* **TESTO DI RIFERIMENTO**:
● ● ● ● ● ● ●
Stranota la parabola di oggi. Il figlio minore parte per un paese straniero con l’illusione di godersi i suoi beni in piena autonomia. Dopo aver vissuto in modo dissoluto (asôtôs, irresponsabilmente) e aver sperperato i suoi beni, essendo sopravvenuta una carestia, egli è ridotto alla fame e, per sopravvivere, va a pascolare i porci sotto un padrone del posto, molto esigente e senza pietà, che non gli consente nemmeno di sottrarre qualche carruba agli animali per sfamarsi. Questo tipo di lavoro rappresentava per un giudeo il colmo della degradazione, perché lo metteva a contatto con i gentili, gli unici che allevavano i porci, animali che i giudei consideravano impuri. La carruba, dunque, come segno del doppio degrado. Eppure, il carrubo è una pianta molto buona. Preziosa e ricca di valori nutritivi.

Citato solo nel Nuovo Testamento, il carrubo è un albero nativo in Israele, importante componente della sua vegetazione, presente sulle pianure costiere e sulle colline della Galilea e della Samaria. Pianta di molto interesse anche in medicina per i semi le cui farine ricche di addensanti ed emulsionanti vengono impiegate in campo farmaceutico ed alimentare. Inoltre, i frutti, previa frantumazione, possono essere sottoposti a fermentazione e distillazione per dare alcool. I semi, molto duri e omogenei per dimensioni e peso, sono stati usati a lungo come unità di peso, il carato (dall’arabo quirat), per metalli preziosi. Le foglie ricche di tannino sono impiegate per la concia delle pelli, mentre il legno trova uso in lavori di ebanisteria e nella fabbricazione di barche. Qualche studioso si azzarda nel dire che le locuste di cui si cibava il Battista in realtà fossero le carrube. In inglese il carrubo si dice: “Locust tree” e il frutto lo chiamano: “il pane di san Giovanni”!

Deve essersi sentito veramente umiliato se il rifiuto delle carrube scatena in lui il desiderio del ritorno, del pentimento, della richiesta del perdono. E nella nostra vita, cosa potrebbero essere le carrube?
● ● ● ● ● ● ●
* **ISTRUZIONI DA SEGUIRE**: Riporta alla lettera il passo del testo sulla parabola e sul carrubo che si apre con le parole contenenti "Deve essersi sentito" e si chiude con "essere le carrube?".
● ● ● ● ● ● ●
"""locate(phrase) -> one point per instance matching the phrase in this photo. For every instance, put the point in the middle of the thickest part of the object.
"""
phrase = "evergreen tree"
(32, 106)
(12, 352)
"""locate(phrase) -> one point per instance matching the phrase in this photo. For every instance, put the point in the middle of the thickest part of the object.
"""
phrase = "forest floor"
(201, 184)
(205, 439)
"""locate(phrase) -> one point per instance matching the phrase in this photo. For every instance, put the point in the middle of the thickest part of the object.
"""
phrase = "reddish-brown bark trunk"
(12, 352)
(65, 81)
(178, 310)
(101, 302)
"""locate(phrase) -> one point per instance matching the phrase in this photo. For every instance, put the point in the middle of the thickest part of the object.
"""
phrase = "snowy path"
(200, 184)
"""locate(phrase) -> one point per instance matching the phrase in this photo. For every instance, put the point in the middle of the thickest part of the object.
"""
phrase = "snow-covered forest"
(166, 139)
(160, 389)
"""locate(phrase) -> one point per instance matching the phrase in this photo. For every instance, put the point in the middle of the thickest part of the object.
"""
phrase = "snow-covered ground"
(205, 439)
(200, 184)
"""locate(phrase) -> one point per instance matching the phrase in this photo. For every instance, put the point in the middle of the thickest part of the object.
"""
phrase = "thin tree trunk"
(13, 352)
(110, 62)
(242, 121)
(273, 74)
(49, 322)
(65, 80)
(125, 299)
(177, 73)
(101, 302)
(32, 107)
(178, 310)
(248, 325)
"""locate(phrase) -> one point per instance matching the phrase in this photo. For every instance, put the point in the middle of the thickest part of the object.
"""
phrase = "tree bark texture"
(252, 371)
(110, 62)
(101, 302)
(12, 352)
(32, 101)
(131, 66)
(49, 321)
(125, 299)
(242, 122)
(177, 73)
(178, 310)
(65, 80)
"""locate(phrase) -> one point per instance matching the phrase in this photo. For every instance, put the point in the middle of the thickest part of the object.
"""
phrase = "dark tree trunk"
● ● ● ● ● ● ●
* **SOLUZIONE PROPOSTA**:
Deve essersi sentito veramente umiliato se il rifiuto delle carrube scatena in lui il desiderio del ritorno, del pentimento, della richiesta del perdono. E nella nostra vita, cosa potrebbero essere le carrube?